[Rows from a data source]

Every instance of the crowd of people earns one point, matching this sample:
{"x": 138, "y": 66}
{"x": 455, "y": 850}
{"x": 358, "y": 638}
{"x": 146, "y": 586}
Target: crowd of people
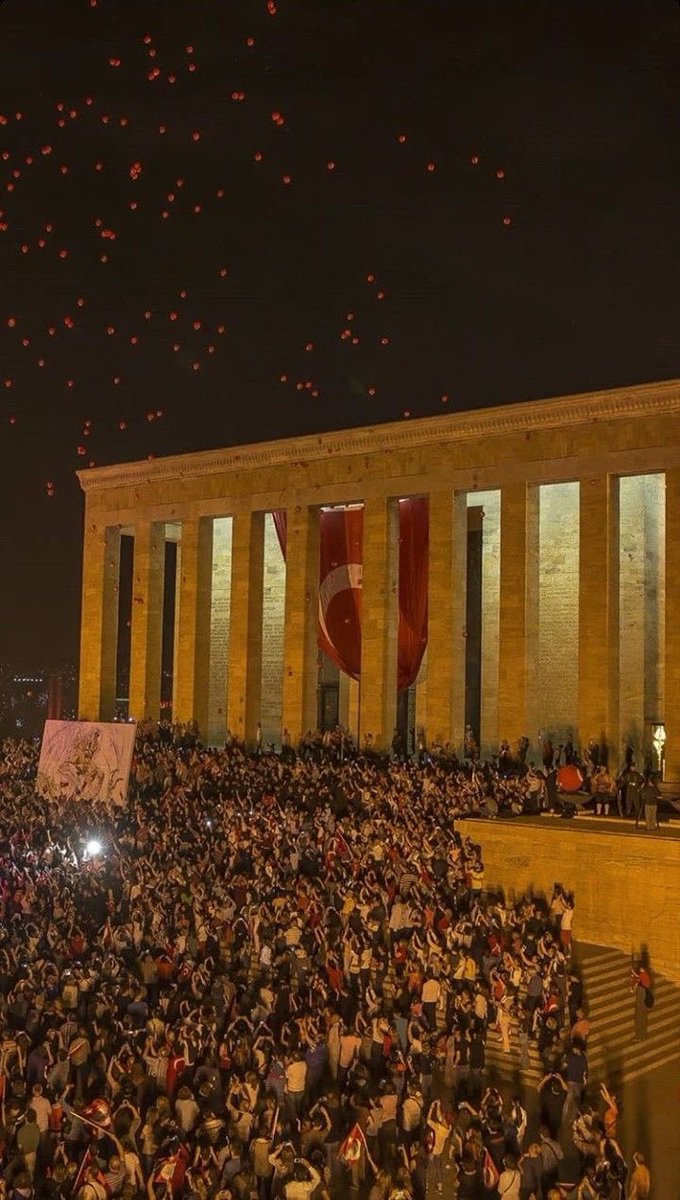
{"x": 277, "y": 977}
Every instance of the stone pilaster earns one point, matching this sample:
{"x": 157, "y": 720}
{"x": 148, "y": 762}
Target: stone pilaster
{"x": 517, "y": 605}
{"x": 301, "y": 622}
{"x": 146, "y": 633}
{"x": 192, "y": 661}
{"x": 599, "y": 613}
{"x": 447, "y": 569}
{"x": 245, "y": 669}
{"x": 379, "y": 622}
{"x": 672, "y": 687}
{"x": 98, "y": 622}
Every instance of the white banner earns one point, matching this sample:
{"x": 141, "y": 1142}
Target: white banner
{"x": 85, "y": 761}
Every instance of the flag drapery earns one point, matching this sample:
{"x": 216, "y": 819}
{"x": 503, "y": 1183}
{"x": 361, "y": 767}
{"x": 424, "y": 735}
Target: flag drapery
{"x": 341, "y": 569}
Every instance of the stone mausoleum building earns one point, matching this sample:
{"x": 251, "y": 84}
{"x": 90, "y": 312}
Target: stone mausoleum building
{"x": 513, "y": 569}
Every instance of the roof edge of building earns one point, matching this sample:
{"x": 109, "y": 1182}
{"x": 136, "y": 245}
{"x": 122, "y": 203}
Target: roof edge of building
{"x": 559, "y": 412}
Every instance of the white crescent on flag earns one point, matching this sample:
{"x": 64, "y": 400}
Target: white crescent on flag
{"x": 341, "y": 579}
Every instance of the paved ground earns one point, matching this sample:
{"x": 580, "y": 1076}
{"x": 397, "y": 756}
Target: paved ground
{"x": 644, "y": 1074}
{"x": 669, "y": 823}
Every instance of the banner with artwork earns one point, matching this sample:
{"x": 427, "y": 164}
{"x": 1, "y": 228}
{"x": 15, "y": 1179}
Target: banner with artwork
{"x": 85, "y": 761}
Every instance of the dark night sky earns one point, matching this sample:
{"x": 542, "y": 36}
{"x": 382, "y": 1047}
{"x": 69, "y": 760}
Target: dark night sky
{"x": 576, "y": 103}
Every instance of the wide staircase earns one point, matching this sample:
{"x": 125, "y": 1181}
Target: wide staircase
{"x": 614, "y": 1056}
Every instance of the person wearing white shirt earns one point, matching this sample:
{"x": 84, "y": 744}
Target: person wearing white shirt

▶ [Set problem] Reproduce every row above verbatim, leaving out the pictures.

▶ [Task output]
Every instance of the crowd of people earns one point, matching this sample:
{"x": 138, "y": 66}
{"x": 455, "y": 850}
{"x": 358, "y": 638}
{"x": 146, "y": 586}
Target: crowd of people
{"x": 277, "y": 977}
Every instance of the stone pilaster earns one point, matching this sample:
{"x": 157, "y": 720}
{"x": 148, "y": 762}
Target: stone pilaster
{"x": 517, "y": 605}
{"x": 301, "y": 622}
{"x": 146, "y": 633}
{"x": 192, "y": 661}
{"x": 599, "y": 613}
{"x": 447, "y": 569}
{"x": 245, "y": 669}
{"x": 379, "y": 622}
{"x": 672, "y": 687}
{"x": 98, "y": 622}
Every instance of the white banner earns one point, matching this sample:
{"x": 141, "y": 1142}
Target: white banner
{"x": 85, "y": 761}
Every instance of the flag drapery earns one point, matching this sample:
{"x": 216, "y": 819}
{"x": 503, "y": 1183}
{"x": 361, "y": 767}
{"x": 424, "y": 735}
Target: flag drapery
{"x": 341, "y": 569}
Every instance of the stone mausoleum building earns one point, matching this sample:
{"x": 251, "y": 84}
{"x": 90, "y": 312}
Target: stone mausoleum building
{"x": 513, "y": 569}
Every instance of the roof edge of building earns one point, matching this sample:
{"x": 109, "y": 1182}
{"x": 136, "y": 245}
{"x": 122, "y": 203}
Target: roof edge of building
{"x": 559, "y": 412}
Every instance of the white crescent on flag earns one point, matching this sample:
{"x": 64, "y": 400}
Target: white crescent on flag
{"x": 341, "y": 579}
Every instance of the paved ground earns one point, matching this sample:
{"x": 580, "y": 1076}
{"x": 397, "y": 756}
Target: paved ground
{"x": 644, "y": 1074}
{"x": 669, "y": 823}
Every instance of the banner with artwork earns one point, matching this sample:
{"x": 427, "y": 164}
{"x": 1, "y": 228}
{"x": 15, "y": 1179}
Target: banner with artwork
{"x": 85, "y": 761}
Every instance of the dark night sky earns one point, matching this sample:
{"x": 542, "y": 36}
{"x": 382, "y": 1047}
{"x": 69, "y": 760}
Target: dark night sky
{"x": 576, "y": 103}
Every instance of the wide staircase earns one point, matching this sample:
{"x": 125, "y": 1181}
Target: wide staircase
{"x": 614, "y": 1056}
Every instance of the person wearing white shirt earns one point, matching this sample:
{"x": 84, "y": 744}
Target: person wearing white shirt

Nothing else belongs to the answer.